Activity: Look below for the line containing "# spot one keypoint per instance of the dark blue"; from there, print each line exactly up to and including the line containing "# spot one keypoint per instance of the ceiling", and stop.

[Point-per-instance localization data]
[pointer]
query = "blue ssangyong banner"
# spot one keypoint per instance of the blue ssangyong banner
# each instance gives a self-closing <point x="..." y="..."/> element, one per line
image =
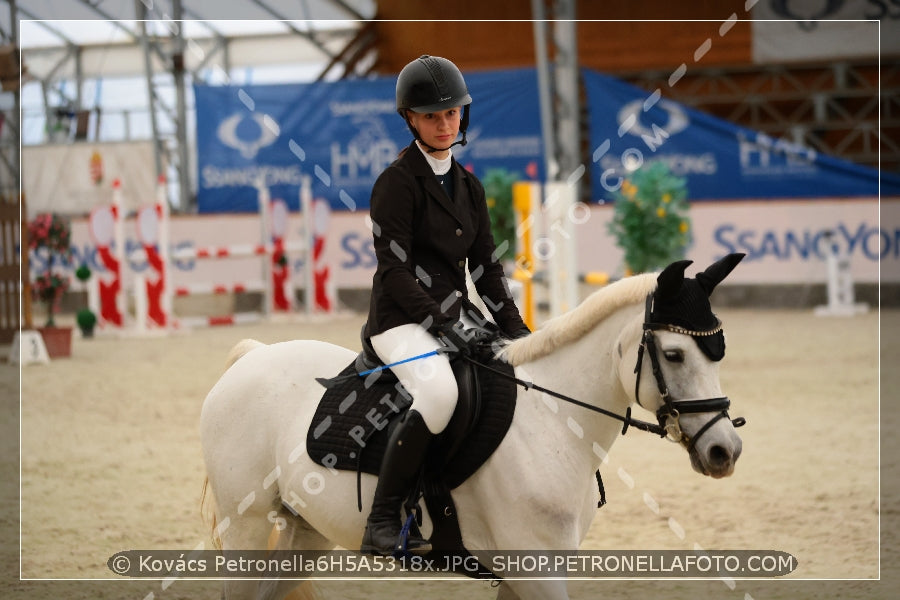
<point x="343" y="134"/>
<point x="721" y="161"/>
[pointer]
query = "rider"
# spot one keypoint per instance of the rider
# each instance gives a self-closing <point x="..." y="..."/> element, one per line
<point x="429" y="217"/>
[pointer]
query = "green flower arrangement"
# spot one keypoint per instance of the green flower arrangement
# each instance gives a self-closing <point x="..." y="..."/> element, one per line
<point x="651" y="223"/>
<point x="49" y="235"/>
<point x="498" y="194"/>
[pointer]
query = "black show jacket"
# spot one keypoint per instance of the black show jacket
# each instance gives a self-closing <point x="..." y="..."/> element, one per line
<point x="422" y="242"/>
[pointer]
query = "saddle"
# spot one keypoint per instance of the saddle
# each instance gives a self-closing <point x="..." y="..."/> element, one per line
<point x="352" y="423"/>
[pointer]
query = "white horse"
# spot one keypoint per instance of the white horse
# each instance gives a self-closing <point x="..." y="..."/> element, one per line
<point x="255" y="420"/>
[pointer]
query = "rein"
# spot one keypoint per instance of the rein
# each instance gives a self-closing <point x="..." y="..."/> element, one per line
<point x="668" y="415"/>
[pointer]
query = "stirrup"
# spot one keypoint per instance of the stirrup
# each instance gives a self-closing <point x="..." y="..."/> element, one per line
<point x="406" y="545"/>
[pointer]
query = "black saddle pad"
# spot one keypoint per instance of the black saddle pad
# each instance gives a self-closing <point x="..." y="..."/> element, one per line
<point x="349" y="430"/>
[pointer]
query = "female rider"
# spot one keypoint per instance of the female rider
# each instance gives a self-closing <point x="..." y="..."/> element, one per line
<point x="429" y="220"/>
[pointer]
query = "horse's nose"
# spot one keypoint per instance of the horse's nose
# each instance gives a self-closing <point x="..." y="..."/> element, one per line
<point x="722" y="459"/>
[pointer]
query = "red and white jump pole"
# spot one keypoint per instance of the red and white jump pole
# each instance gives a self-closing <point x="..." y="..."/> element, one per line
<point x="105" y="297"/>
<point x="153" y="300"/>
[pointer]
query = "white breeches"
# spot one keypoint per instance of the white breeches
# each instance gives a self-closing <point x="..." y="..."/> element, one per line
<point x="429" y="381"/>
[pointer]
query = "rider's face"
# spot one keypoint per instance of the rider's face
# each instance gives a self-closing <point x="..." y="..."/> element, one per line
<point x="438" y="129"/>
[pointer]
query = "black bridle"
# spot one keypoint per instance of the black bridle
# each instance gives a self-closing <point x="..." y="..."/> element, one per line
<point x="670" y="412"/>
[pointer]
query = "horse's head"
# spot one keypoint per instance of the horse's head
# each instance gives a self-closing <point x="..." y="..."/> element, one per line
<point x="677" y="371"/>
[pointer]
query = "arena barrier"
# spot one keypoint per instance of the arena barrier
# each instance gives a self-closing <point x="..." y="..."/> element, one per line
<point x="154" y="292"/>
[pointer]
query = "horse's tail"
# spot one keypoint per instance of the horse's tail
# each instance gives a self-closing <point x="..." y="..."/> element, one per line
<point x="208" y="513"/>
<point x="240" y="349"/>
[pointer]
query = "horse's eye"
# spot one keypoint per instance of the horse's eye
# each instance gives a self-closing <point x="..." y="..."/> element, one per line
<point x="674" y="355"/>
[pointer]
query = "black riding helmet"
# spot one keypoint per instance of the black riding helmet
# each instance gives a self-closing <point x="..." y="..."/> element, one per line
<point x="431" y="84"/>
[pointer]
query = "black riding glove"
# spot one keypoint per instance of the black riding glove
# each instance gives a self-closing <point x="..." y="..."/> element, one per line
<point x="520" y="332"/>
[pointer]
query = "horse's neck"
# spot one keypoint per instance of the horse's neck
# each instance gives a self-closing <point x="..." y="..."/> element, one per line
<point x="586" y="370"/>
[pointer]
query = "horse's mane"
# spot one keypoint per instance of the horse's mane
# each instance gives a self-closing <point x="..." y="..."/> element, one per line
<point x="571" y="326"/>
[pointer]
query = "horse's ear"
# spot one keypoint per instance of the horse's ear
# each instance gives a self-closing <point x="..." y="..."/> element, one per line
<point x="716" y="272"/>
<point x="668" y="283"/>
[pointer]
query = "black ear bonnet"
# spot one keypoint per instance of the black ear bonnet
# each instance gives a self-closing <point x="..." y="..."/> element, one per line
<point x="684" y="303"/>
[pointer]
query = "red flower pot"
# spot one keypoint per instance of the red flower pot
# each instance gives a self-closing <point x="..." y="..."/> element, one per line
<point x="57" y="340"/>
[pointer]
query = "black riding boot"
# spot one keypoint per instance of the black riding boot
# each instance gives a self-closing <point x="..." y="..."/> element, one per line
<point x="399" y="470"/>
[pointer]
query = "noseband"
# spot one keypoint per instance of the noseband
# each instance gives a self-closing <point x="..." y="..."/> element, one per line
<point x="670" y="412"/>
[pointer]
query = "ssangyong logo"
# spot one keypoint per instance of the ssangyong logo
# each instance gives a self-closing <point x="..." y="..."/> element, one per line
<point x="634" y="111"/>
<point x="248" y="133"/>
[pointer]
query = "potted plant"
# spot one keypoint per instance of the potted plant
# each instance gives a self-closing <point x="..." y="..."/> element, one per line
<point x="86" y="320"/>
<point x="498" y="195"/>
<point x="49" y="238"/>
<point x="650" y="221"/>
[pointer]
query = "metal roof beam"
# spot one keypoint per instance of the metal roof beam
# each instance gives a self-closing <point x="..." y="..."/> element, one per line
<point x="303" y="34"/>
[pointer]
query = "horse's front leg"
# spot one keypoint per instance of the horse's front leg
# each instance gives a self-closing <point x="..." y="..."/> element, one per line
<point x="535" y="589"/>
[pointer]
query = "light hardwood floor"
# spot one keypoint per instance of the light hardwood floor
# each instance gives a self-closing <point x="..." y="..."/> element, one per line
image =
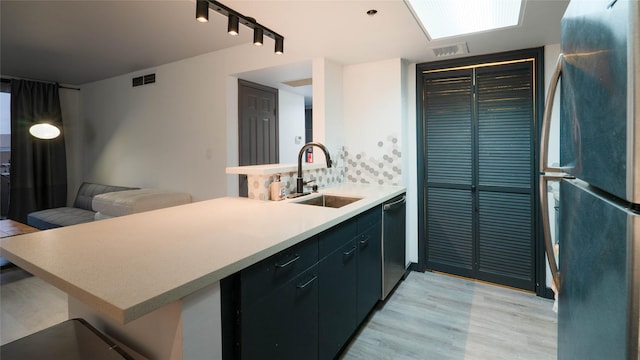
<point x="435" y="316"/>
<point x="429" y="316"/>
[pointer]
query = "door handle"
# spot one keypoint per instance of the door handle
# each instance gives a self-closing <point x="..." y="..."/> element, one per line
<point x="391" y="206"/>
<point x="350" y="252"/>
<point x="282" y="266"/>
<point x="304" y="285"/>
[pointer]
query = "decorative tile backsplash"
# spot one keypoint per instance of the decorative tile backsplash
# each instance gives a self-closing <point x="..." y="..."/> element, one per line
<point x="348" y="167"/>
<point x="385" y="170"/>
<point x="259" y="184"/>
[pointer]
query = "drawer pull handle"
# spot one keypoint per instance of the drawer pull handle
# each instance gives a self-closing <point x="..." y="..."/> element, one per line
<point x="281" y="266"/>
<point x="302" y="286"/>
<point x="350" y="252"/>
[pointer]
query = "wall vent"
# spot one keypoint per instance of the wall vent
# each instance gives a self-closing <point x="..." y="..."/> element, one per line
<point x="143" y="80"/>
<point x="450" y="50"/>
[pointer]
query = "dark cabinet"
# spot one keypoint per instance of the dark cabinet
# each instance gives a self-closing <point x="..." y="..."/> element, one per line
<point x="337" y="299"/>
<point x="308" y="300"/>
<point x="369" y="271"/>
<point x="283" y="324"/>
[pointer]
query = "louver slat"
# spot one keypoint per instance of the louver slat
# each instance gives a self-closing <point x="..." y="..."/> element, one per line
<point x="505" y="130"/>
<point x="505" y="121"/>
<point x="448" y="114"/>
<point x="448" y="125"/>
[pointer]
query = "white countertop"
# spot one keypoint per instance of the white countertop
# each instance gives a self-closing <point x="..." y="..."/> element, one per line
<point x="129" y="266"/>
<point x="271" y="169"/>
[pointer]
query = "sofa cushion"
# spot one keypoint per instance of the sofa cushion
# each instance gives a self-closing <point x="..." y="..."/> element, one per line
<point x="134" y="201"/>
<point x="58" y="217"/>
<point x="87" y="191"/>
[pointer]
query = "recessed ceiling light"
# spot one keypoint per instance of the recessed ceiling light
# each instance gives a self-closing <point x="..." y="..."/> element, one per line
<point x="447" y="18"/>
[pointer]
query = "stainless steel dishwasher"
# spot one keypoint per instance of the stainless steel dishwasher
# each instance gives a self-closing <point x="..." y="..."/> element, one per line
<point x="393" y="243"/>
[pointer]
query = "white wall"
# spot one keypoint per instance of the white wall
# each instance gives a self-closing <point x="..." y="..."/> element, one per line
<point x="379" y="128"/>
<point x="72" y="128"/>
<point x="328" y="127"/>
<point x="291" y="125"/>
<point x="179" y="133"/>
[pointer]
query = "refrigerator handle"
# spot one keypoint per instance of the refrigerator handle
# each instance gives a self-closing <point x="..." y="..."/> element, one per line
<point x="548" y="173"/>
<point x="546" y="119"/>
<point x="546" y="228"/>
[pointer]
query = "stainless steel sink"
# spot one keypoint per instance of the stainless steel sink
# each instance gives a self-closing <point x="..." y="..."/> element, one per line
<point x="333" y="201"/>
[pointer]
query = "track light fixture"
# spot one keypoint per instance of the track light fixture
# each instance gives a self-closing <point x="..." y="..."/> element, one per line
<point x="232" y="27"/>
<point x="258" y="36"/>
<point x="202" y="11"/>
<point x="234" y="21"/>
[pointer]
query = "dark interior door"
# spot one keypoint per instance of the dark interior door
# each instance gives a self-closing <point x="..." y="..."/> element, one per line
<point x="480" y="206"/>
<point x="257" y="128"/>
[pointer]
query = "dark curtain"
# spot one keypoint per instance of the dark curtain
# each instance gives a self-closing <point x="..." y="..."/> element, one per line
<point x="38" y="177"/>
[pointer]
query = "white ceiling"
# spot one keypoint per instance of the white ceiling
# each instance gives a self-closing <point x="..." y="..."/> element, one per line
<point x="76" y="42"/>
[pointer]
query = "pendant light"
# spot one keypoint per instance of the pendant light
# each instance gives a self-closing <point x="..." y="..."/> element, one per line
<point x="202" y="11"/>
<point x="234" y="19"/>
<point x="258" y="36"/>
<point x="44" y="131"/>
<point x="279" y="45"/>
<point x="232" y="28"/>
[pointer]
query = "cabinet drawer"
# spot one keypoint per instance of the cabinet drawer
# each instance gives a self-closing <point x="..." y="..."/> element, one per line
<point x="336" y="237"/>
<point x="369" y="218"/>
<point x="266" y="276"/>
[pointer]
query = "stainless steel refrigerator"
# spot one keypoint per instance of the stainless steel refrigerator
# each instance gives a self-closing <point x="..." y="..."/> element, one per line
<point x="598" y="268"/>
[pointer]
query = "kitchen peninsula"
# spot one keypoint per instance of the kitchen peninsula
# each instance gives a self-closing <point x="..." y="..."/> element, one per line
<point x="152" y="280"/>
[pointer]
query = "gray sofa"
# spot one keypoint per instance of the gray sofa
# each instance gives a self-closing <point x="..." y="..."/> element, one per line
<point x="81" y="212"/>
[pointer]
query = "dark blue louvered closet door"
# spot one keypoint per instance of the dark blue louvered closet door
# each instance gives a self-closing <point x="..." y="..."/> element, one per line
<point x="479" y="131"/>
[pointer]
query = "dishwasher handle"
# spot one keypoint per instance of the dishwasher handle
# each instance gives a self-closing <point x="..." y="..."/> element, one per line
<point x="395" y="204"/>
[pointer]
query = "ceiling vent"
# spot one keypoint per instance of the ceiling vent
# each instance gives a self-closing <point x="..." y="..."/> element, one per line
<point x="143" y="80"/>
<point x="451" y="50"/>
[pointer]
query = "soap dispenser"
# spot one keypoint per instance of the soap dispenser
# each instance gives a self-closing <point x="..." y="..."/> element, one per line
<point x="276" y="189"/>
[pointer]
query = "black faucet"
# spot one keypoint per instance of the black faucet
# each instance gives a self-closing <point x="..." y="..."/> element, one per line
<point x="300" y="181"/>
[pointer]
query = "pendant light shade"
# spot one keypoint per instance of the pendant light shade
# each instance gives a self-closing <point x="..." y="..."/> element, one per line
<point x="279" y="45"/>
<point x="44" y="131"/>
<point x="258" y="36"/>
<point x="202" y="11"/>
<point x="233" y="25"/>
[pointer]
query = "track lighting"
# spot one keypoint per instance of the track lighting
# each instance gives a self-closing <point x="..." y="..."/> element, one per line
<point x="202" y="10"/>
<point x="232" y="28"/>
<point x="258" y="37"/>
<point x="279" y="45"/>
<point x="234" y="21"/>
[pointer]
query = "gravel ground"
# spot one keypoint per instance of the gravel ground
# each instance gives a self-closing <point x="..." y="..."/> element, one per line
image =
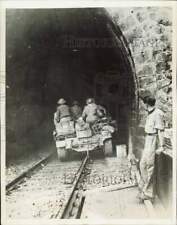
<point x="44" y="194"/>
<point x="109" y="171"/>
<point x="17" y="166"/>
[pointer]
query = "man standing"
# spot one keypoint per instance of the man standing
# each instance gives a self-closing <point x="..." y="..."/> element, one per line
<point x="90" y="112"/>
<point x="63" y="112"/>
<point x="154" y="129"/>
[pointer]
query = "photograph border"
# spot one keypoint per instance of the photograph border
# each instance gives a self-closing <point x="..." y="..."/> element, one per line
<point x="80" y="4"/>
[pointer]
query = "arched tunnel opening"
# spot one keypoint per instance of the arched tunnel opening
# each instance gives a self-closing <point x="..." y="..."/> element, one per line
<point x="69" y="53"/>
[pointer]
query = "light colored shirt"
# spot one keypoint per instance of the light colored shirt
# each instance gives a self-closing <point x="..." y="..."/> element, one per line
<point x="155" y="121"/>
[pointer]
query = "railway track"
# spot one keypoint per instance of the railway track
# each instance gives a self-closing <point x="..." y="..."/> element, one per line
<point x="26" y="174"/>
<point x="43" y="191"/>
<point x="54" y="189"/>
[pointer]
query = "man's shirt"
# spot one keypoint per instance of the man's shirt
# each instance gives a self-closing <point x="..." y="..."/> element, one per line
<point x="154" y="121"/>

Output below:
# spot one keypoint per instance of the dark blue louvered closet door
# each instance gives a self-closing <point x="..." y="..."/> element, one per line
<point x="479" y="131"/>
[pointer]
query = "dishwasher handle"
# spot one keypoint per instance of the dishwasher handle
# each instance gives a self-closing <point x="..." y="..."/> element, one per line
<point x="395" y="204"/>
[pointer]
query = "ceiling vent"
# spot one keypoint per instance of the ceiling vent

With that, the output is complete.